▶ _What to do_
Return, word for word, the stretch of the forum thread on freeing a rusted hub assembly that begins at "Next one, watch" and stops after "order after that.".

▶ _Document excerpt_
⁂
# Idea for loosening rusted hub assembly



## mark sr (Jun 13, 2017)

Whenever I expect old bolts to give me a hard time I like to douse them with PB Blaster a time or three, a day or two ahead of time. What are you working on?


----------



## Richo (Dec 6, 2007)

It's not the bolts. It's the hub assembly rusted to the steering knuckle - a very common problem


----------



## mark sr (Jun 13, 2017)

Can you take a block of wood and hammer to convince it to start working it's way off?


----------



## Richo (Dec 6, 2007)

Nothing works when it's rusted on there badly. People have tried using a sledge hammer to no avail. There are many videos showing ways of removing it but none of them worked for me


----------



## mark sr (Jun 13, 2017)

I've only replaced a handful of them but don't recall ever having any insurmountable problems.


----------



## 47_47 (Sep 11, 2007)

I use a 1/2" air chisel and beat them off or a slide hammer. Have loosened lug nuts and sharp slow speed turns for stuck on rims. Brake shoes and pads are attached to the knuckles and the rotors and drum to the hub. I would be concerned about possible damage.


----------



## ukrkoz (Dec 31, 2010)

No, driving loosens rusted rotors, not hubs. 






Next one, watch it to the end


----------



## chandler48 (Jun 5, 2017)

2001 Dodge Ram 3500 4wd had to have both burned off. New seals and new hubs were in order after that.


----------



## papereater (Sep 16, 2016)

I was just gonna mention - heat. If all else fails. And even that might not do it if the rust is fused. heat with propane. Then pound it gently (oxymoron??)


----------



## SeniorSitizen (Sep 10, 2012)

papereater said:


> I was just gonna mention - heat. If all else fails. And even that might not do it if the rust is fused. heat with propane. Then pound it gently (oxymoron??)


So many times I've seen heat applied in the wrong area, that is, where the parts are stuck.

The way I was taught, if that on the outer periphery is still cold that on the inner area that's stuck can't expand. And the gentleman that taught that was absolutely correct. I've seen failure many times with heat because the outer diameter wasn't heated allowing that metal to expand ( draw ) that which was stuck while the stuck area was still relatively cold.

Example: a 4ft. diameter bull wheel on a 4" shaft with 0.001" interference fit / inch of diameter. The bull wheel gets 2 acetylene rose buds on the outer circumference for about 30 minutes with an occasional trip with the torches down the spokes but never torch the hub. It works.


----------



## Richo (Dec 6, 2007)

I don't have a slide hammer or air chisel, but I have heard that some are so stubborn that even that doesn't do the trick. I applied heat from a standard propane torch where the hub goes into the steering knuckle. Held it there for several minutes but had no luck. 

The hub buster looks like a great idea, but is it even available in stores or online order only? When you are faced with a problem in the middle of a job, such an item is not so convenient to get. I did try the trick with using the steering to push the hub out but my car did not have anything in the right position to press anything against.

Good point about the brake calipers being mounted to the steering knuckle. That's why I don't do this kind of work regularly


----------
⁂
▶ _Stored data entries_
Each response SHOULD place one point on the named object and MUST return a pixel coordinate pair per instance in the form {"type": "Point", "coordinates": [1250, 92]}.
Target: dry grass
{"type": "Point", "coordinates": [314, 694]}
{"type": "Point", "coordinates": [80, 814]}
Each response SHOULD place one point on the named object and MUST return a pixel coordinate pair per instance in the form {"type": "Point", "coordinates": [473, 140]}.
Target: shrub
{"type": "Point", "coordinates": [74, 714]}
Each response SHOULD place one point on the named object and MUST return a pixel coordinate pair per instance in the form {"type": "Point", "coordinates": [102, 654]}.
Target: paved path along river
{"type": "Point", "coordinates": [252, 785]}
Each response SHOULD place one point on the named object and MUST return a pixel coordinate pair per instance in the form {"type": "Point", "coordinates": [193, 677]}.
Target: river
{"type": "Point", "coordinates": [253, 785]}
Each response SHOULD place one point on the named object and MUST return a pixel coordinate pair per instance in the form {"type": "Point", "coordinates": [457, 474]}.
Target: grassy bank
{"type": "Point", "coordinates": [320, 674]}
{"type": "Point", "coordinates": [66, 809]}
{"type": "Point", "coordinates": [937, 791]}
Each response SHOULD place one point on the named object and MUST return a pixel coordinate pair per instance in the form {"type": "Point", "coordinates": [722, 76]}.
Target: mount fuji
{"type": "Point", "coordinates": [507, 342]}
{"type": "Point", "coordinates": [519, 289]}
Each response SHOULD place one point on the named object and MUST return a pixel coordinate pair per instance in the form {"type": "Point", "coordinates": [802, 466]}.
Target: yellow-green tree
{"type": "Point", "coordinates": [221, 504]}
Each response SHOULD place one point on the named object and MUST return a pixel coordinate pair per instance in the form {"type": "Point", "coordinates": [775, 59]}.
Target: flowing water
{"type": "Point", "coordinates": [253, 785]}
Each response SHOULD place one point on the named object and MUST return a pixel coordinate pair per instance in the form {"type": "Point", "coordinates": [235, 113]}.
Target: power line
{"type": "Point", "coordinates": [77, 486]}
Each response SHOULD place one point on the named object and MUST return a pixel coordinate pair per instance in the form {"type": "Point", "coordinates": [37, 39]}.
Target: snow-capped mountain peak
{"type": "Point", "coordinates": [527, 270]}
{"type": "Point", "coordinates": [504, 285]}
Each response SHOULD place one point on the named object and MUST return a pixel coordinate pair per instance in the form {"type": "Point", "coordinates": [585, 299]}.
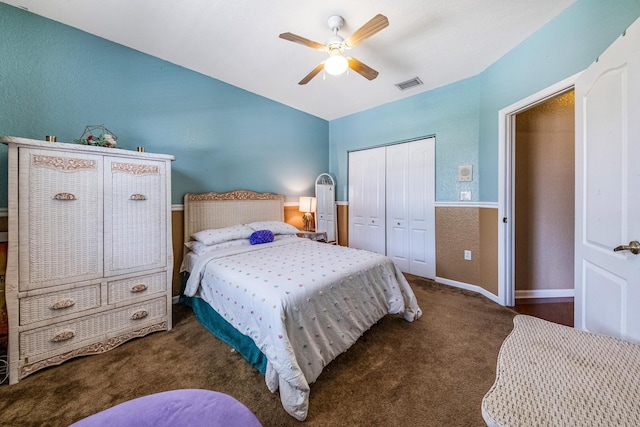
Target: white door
{"type": "Point", "coordinates": [422, 196]}
{"type": "Point", "coordinates": [607, 281]}
{"type": "Point", "coordinates": [367, 200]}
{"type": "Point", "coordinates": [397, 200]}
{"type": "Point", "coordinates": [410, 206]}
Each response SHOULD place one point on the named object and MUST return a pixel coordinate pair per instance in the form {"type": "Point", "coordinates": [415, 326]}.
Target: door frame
{"type": "Point", "coordinates": [506, 187]}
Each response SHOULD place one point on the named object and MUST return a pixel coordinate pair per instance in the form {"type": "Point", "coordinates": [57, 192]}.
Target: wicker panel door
{"type": "Point", "coordinates": [135, 216]}
{"type": "Point", "coordinates": [60, 231]}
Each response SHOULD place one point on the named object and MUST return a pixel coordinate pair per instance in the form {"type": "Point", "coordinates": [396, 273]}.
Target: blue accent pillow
{"type": "Point", "coordinates": [261, 236]}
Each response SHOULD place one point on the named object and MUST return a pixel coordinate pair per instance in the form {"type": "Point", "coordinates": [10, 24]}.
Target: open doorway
{"type": "Point", "coordinates": [544, 209]}
{"type": "Point", "coordinates": [536, 261]}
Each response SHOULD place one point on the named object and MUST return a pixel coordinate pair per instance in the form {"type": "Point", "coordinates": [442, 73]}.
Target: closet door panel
{"type": "Point", "coordinates": [397, 203]}
{"type": "Point", "coordinates": [421, 210]}
{"type": "Point", "coordinates": [367, 200]}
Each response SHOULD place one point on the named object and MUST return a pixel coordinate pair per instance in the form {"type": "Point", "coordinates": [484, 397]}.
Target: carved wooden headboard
{"type": "Point", "coordinates": [203, 211]}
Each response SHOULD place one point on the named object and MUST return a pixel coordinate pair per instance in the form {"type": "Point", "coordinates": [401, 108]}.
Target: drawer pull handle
{"type": "Point", "coordinates": [140, 314]}
{"type": "Point", "coordinates": [65, 303]}
{"type": "Point", "coordinates": [63, 336]}
{"type": "Point", "coordinates": [141, 287]}
{"type": "Point", "coordinates": [64, 196]}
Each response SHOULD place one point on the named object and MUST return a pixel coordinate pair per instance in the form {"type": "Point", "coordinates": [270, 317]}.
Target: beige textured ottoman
{"type": "Point", "coordinates": [554, 375]}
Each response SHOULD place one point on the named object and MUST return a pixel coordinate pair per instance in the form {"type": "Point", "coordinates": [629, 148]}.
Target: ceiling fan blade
{"type": "Point", "coordinates": [312, 74]}
{"type": "Point", "coordinates": [362, 69]}
{"type": "Point", "coordinates": [374, 25]}
{"type": "Point", "coordinates": [298, 39]}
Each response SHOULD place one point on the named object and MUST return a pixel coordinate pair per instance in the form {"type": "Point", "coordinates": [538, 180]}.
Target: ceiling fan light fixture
{"type": "Point", "coordinates": [336, 64]}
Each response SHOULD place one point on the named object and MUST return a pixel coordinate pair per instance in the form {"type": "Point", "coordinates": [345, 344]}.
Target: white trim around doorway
{"type": "Point", "coordinates": [506, 116]}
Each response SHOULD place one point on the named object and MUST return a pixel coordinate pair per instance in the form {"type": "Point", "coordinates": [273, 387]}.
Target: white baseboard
{"type": "Point", "coordinates": [545, 293]}
{"type": "Point", "coordinates": [468, 287]}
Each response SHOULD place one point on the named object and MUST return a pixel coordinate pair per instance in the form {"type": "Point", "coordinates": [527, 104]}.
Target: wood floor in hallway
{"type": "Point", "coordinates": [557, 310]}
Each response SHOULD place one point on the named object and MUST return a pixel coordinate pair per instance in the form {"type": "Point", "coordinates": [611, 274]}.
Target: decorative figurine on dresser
{"type": "Point", "coordinates": [90, 259]}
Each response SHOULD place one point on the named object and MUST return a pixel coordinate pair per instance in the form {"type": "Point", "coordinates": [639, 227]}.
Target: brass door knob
{"type": "Point", "coordinates": [633, 247]}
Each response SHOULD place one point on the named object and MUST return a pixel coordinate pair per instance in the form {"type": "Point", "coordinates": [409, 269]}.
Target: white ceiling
{"type": "Point", "coordinates": [236, 41]}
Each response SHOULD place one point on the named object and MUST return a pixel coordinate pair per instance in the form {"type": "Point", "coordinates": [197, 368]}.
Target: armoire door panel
{"type": "Point", "coordinates": [134, 192]}
{"type": "Point", "coordinates": [61, 231]}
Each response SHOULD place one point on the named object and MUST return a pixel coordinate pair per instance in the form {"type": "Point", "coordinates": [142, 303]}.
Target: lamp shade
{"type": "Point", "coordinates": [307, 204]}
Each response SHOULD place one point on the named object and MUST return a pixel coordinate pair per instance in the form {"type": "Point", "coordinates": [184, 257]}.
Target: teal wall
{"type": "Point", "coordinates": [463, 116]}
{"type": "Point", "coordinates": [55, 80]}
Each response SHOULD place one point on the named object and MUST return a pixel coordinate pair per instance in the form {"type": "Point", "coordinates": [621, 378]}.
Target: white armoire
{"type": "Point", "coordinates": [392, 203]}
{"type": "Point", "coordinates": [90, 257]}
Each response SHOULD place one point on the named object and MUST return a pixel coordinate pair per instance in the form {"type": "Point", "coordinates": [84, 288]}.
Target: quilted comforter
{"type": "Point", "coordinates": [302, 302]}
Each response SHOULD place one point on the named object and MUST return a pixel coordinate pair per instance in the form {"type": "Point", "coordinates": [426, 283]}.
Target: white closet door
{"type": "Point", "coordinates": [410, 206]}
{"type": "Point", "coordinates": [421, 207]}
{"type": "Point", "coordinates": [397, 201]}
{"type": "Point", "coordinates": [367, 200]}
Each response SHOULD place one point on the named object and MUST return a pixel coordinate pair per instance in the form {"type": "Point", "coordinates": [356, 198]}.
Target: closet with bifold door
{"type": "Point", "coordinates": [392, 203]}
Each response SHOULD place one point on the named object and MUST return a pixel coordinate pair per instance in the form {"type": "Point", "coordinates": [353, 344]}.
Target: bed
{"type": "Point", "coordinates": [289, 305]}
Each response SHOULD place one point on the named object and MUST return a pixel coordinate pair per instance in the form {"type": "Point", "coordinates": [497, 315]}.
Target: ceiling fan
{"type": "Point", "coordinates": [336, 63]}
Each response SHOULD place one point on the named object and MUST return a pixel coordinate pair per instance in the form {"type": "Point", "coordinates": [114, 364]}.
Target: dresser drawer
{"type": "Point", "coordinates": [65, 336]}
{"type": "Point", "coordinates": [123, 290]}
{"type": "Point", "coordinates": [57, 304]}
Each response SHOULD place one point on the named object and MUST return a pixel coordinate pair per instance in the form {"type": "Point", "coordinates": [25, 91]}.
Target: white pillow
{"type": "Point", "coordinates": [276, 227]}
{"type": "Point", "coordinates": [220, 235]}
{"type": "Point", "coordinates": [200, 248]}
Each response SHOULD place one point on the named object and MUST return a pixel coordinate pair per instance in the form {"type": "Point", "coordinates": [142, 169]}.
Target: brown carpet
{"type": "Point", "coordinates": [433, 372]}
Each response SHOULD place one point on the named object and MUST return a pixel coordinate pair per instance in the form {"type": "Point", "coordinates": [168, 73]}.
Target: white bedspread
{"type": "Point", "coordinates": [302, 302]}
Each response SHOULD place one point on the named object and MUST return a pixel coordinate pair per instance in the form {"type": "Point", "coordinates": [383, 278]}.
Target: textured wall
{"type": "Point", "coordinates": [457, 230]}
{"type": "Point", "coordinates": [463, 116]}
{"type": "Point", "coordinates": [55, 80]}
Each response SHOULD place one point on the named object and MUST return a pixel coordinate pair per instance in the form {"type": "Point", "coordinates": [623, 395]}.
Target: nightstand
{"type": "Point", "coordinates": [318, 236]}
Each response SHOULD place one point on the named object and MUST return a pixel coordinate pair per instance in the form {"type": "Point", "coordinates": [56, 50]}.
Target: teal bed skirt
{"type": "Point", "coordinates": [219, 327]}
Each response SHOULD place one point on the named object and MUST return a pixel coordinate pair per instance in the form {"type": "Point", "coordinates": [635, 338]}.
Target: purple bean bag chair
{"type": "Point", "coordinates": [176, 408]}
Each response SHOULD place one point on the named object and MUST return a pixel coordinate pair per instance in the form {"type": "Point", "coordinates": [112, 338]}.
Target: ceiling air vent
{"type": "Point", "coordinates": [409, 83]}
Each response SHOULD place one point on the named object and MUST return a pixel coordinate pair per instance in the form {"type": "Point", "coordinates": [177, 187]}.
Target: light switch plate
{"type": "Point", "coordinates": [465, 173]}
⁂
▶ _Answer_
Next one, watch it to the end


----------



## chandler48 (Jun 5, 2017)

2001 Dodge Ram 3500 4wd had to have both burned off. New seals and new hubs were in order after that.